A new chapter in the recurring fight over this Obama-era program highlights challenging questions about American democracy.

In 2012, then-President Barack Obama utilized his executive authority to direct the Department of Homeland Security to change its strategy for enforcing immigration law. He instructed the agency to "exercise prosecutorial discretion" and defer legal action against people who immigrated to the country illegally as children. What later became known as Deferred Action for Childhood Arrivals, or DACA, began as a simple executive agency policy change.

The effort came out of a desire to offer those who had not willfully violated the law—since such immigrants were presumably brought to the country by their parents—an opportunity to remain in the country. Because Mr. Obama pursued this objective through a change of departmental rules, though, DACA has never offered a path to citizenship for these immigrants. Instead, all that it can and has provided is a stay of action, allowing otherwise non-criminal individuals who meet the criteria a veil of protection against deportation or other measures.

_Assignment_
List every phrase in the DACA text that refers to Barack Obama by name.

Natural language region descriptions
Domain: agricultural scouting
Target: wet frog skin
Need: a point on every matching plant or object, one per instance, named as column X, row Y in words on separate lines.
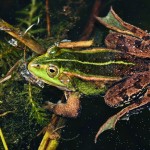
column 122, row 74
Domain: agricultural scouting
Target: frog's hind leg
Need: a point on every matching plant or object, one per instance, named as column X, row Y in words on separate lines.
column 111, row 122
column 68, row 109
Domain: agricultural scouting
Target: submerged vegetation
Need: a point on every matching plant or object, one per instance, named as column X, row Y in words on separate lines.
column 22, row 117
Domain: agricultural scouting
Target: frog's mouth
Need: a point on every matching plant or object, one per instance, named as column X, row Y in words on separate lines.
column 30, row 77
column 34, row 80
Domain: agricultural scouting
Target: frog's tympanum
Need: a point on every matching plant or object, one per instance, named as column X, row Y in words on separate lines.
column 121, row 71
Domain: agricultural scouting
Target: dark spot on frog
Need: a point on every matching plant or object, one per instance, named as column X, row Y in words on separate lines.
column 122, row 47
column 133, row 30
column 137, row 85
column 146, row 38
column 137, row 43
column 124, row 96
column 147, row 46
column 121, row 38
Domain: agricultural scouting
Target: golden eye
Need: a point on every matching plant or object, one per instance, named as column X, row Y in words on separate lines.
column 52, row 71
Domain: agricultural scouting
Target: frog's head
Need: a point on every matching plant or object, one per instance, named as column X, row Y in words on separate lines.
column 46, row 69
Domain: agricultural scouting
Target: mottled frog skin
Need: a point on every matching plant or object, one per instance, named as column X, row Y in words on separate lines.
column 120, row 71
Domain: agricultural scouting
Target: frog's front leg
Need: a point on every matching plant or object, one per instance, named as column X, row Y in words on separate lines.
column 68, row 109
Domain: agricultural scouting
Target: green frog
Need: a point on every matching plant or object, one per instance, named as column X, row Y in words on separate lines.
column 120, row 71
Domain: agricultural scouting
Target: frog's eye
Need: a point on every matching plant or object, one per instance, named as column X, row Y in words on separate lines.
column 52, row 71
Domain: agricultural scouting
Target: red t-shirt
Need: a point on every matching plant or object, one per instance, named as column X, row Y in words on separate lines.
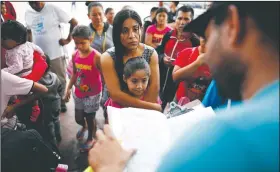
column 196, row 87
column 157, row 35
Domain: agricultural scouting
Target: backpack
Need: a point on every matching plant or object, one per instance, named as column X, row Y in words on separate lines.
column 27, row 151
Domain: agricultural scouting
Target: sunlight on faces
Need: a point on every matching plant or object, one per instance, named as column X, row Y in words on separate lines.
column 161, row 18
column 82, row 44
column 182, row 19
column 137, row 83
column 96, row 15
column 130, row 35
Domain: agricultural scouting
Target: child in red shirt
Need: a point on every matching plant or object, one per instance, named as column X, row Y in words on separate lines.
column 193, row 73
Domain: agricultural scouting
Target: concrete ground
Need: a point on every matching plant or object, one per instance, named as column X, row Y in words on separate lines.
column 69, row 147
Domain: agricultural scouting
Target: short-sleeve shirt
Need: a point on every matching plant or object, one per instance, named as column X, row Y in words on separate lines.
column 12, row 85
column 196, row 88
column 45, row 28
column 157, row 35
column 244, row 139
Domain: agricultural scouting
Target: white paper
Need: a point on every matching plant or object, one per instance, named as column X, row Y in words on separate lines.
column 145, row 130
column 180, row 124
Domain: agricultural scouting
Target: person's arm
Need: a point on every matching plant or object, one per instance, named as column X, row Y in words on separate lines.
column 71, row 82
column 73, row 22
column 10, row 110
column 186, row 72
column 64, row 17
column 113, row 86
column 153, row 89
column 38, row 49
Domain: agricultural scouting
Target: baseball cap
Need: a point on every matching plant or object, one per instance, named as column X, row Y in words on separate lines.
column 254, row 9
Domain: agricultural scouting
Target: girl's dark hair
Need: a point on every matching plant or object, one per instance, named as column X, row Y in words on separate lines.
column 134, row 64
column 160, row 10
column 81, row 31
column 119, row 19
column 94, row 4
column 14, row 30
column 108, row 10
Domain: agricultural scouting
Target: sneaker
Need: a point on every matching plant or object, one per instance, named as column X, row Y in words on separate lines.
column 176, row 110
column 87, row 145
column 35, row 113
column 80, row 134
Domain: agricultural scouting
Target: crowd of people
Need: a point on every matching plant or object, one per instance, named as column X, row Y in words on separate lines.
column 228, row 54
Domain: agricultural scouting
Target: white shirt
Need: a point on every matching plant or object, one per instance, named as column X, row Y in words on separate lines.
column 45, row 28
column 20, row 58
column 12, row 85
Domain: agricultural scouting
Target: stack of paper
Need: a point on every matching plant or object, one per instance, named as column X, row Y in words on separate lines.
column 151, row 133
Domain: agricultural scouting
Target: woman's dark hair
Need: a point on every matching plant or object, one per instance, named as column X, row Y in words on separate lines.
column 14, row 30
column 160, row 10
column 94, row 4
column 119, row 19
column 134, row 64
column 81, row 31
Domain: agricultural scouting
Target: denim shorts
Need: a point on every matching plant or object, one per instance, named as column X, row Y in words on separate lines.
column 89, row 104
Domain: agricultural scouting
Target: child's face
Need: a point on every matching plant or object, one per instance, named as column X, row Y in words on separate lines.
column 82, row 44
column 137, row 82
column 3, row 9
column 8, row 44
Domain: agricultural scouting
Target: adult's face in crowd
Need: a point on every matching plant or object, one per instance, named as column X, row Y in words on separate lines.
column 182, row 19
column 224, row 55
column 37, row 5
column 96, row 15
column 130, row 34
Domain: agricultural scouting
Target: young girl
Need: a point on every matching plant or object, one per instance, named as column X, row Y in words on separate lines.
column 155, row 32
column 136, row 75
column 87, row 80
column 19, row 54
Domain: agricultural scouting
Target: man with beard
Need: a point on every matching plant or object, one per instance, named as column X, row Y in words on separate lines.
column 243, row 56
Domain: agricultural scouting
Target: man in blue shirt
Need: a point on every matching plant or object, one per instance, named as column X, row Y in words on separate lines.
column 243, row 56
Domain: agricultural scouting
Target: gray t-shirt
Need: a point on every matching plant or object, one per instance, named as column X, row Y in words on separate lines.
column 104, row 41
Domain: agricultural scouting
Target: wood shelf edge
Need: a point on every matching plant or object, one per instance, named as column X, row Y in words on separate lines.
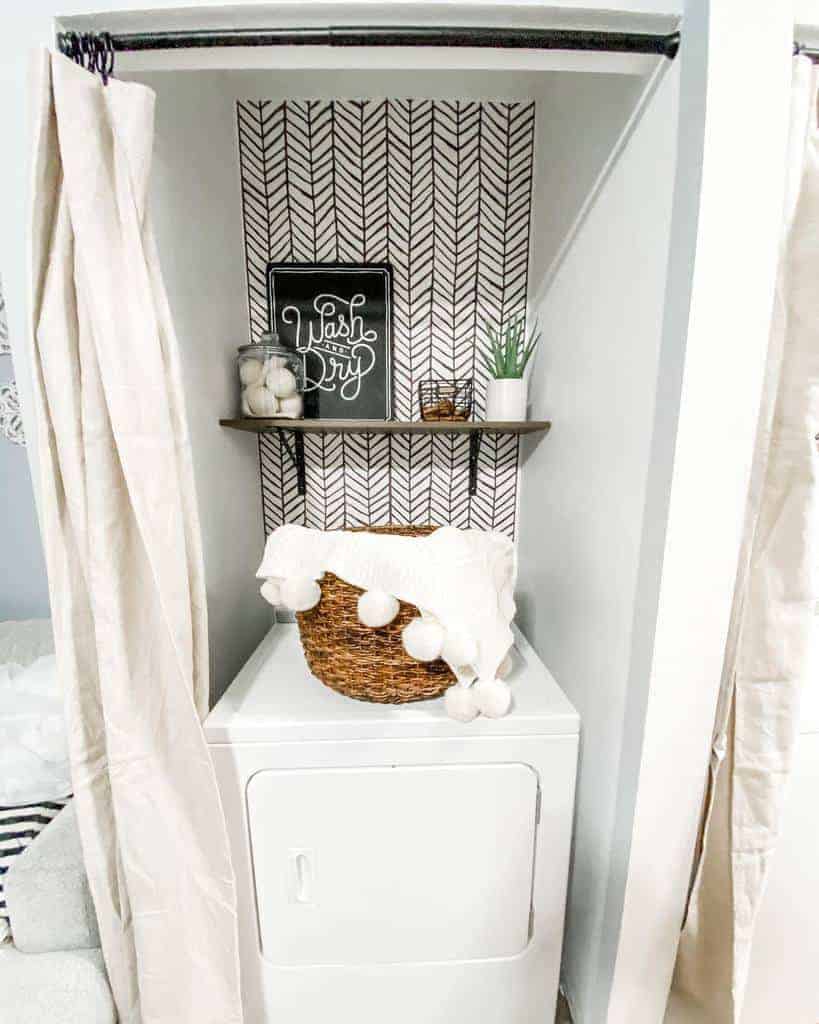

_Response to the task_
- "Obama-era"
- "then-President Barack Obama"
- "Mr. Obama"